> **Objectif**
Reproduisez mot pour mot la portion du passage cité qui commence par « De mes années » et se poursuit jusqu'à « que l’absurdité apparaisse. » inclus.

> **Passage cité**
· · ·
De mes années de lycée, je garde le souvenir d’un professeur de mathématiques à la fois bienveillant et passionné. Il avait cette pédagogie claire et rassurante : il expliquait en écrivant méthodiquement au tableau, si bien que personne ne se sentait perdu. C’est dans ce cadre, entre deux intégrales et quelques équations, qu’il m’a initié au raisonnement par l’absurde. Il n’utilisait pas le mot « apagogie » — trop savant, trop intimidant, il aurait suffi à décourager toute une classe — mais parlait simplement de « démonstration par l’absurde ». Le principe était limpide : une affirmation est vraie en montrant que son contraire est faux. Autrement dit, on suppose ce que l’on veut contester — et l’on pousse le raisonnement jusqu’à ce que l’absurdité apparaisse.
· · ·
> **Liste des données**
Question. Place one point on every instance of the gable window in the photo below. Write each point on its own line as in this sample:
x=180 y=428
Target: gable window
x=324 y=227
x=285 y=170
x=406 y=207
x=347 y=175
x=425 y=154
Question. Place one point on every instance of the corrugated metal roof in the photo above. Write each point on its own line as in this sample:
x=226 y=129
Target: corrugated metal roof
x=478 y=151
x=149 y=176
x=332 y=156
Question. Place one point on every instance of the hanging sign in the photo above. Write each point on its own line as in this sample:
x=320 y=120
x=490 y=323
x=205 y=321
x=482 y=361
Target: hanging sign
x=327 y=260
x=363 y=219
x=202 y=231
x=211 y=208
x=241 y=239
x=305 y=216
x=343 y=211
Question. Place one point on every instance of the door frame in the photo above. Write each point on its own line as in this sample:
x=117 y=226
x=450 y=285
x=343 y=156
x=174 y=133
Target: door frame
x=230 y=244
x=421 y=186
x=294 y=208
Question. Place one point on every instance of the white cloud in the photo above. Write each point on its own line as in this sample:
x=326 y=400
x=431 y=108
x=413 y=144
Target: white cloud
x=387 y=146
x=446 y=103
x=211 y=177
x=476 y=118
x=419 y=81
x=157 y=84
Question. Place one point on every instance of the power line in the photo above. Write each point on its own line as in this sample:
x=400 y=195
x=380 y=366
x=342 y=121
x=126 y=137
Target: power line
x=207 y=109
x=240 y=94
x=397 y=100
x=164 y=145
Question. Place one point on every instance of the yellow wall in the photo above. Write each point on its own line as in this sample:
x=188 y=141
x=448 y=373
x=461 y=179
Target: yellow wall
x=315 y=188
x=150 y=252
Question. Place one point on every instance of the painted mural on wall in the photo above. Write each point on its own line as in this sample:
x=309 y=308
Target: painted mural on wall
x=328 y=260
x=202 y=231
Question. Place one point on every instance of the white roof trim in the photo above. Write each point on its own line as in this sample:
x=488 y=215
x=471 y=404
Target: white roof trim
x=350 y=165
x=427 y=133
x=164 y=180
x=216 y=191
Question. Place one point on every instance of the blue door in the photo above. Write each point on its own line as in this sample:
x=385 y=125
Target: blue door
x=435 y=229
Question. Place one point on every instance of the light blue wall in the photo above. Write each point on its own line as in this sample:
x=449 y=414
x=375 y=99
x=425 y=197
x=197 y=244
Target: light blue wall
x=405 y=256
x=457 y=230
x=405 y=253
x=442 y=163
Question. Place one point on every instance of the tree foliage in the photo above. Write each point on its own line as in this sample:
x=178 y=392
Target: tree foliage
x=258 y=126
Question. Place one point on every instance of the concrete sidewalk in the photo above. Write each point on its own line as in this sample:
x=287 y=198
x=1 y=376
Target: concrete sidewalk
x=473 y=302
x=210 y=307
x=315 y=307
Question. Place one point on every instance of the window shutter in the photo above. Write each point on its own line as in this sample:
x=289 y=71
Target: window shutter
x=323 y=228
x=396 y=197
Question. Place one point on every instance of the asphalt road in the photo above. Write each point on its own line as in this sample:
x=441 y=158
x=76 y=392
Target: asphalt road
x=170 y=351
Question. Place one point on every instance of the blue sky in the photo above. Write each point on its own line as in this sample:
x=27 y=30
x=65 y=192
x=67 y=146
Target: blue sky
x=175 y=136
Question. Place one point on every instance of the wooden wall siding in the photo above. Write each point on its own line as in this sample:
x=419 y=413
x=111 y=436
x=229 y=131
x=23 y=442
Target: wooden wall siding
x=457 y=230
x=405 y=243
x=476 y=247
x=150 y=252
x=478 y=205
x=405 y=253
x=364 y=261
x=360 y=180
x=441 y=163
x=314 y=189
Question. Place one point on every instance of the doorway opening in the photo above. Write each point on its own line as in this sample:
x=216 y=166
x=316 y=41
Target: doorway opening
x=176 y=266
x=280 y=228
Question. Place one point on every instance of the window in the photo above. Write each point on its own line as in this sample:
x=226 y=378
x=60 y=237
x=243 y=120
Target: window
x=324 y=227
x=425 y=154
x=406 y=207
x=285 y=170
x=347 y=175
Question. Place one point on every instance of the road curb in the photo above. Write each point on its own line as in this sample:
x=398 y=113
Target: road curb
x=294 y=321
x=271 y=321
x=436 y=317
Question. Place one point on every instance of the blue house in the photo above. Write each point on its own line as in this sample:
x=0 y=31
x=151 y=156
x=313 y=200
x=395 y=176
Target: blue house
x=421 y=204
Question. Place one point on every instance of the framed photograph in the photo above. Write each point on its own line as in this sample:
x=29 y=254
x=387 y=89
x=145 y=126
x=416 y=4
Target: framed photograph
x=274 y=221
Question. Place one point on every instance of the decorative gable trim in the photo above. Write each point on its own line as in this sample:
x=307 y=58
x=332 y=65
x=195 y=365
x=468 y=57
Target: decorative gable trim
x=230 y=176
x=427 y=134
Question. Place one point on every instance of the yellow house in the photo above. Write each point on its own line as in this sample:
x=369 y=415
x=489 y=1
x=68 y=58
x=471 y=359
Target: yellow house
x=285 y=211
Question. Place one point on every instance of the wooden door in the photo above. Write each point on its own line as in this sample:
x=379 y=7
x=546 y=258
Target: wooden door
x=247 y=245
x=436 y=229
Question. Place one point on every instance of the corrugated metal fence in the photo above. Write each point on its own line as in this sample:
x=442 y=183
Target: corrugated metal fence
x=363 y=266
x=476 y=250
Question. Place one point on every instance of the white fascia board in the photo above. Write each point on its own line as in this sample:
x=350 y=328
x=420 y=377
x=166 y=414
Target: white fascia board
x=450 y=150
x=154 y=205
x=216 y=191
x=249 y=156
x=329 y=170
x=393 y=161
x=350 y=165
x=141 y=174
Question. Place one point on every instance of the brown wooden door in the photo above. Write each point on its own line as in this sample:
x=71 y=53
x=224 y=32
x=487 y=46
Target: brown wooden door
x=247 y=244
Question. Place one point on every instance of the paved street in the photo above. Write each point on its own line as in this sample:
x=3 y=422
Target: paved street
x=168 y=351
· · ·
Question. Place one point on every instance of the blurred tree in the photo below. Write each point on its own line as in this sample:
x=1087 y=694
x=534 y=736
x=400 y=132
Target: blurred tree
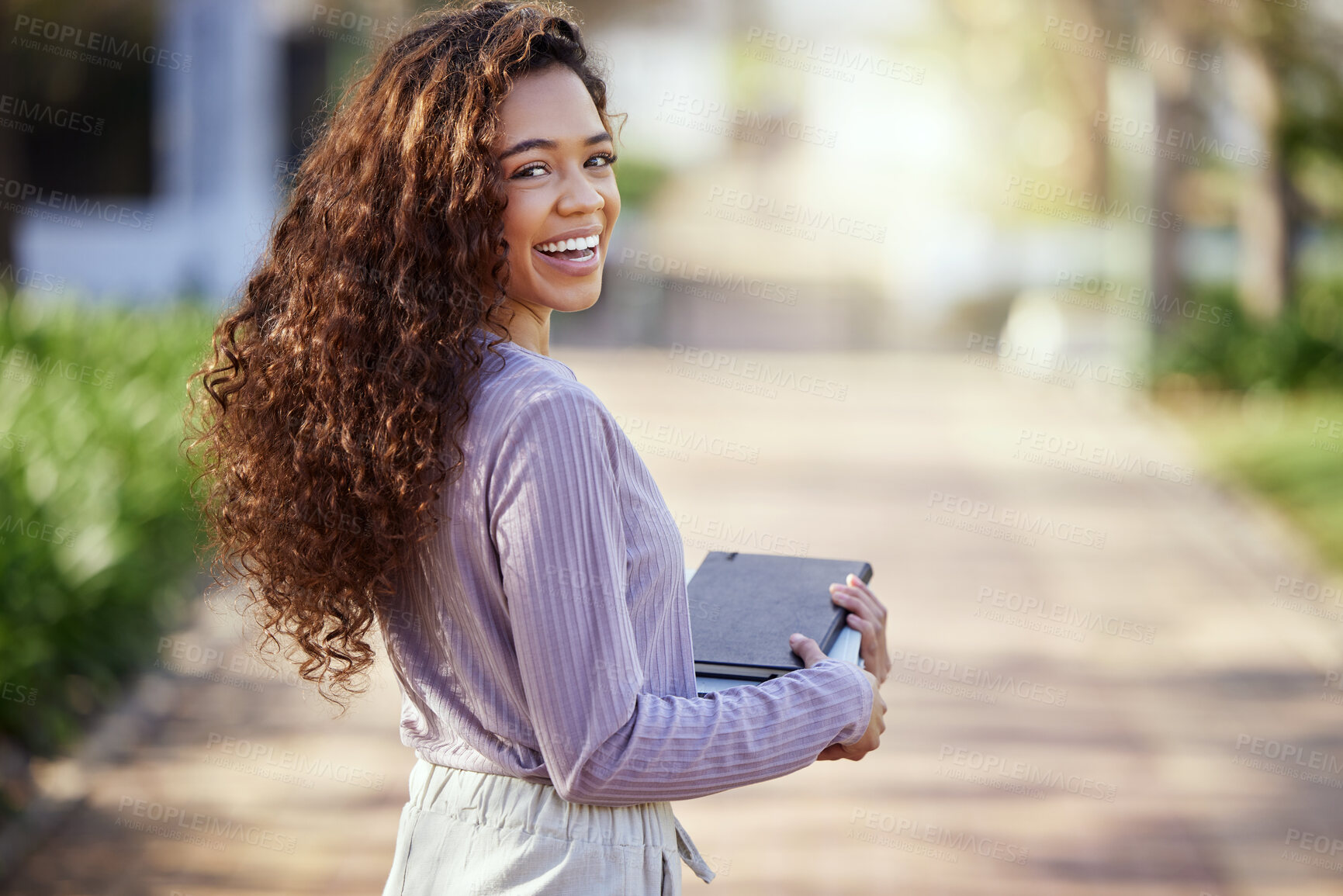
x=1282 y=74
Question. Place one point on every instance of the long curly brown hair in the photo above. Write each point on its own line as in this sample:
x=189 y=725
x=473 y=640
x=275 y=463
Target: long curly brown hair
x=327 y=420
· · ·
> **Résultat**
De mes années de lycée, je garde le souvenir d’un professeur de mathématiques à la fois bienveillant et passionné. Il avait cette pédagogie claire et rassurante : il expliquait en écrivant méthodiquement au tableau, si bien que personne ne se sentait perdu. C’est dans ce cadre, entre deux intégrales et quelques équations, qu’il m’a initié au raisonnement par l’absurde. Il n’utilisait pas le mot « apagogie » — trop savant, trop intimidant, il aurait suffi à décourager toute une classe — mais parlait simplement de « démonstration par l’absurde ». Le principe était limpide : une affirmation est vraie en montrant que son contraire est faux. Autrement dit, on suppose ce que l’on veut contester — et l’on pousse le raisonnement jusqu’à ce que l’absurdité apparaisse.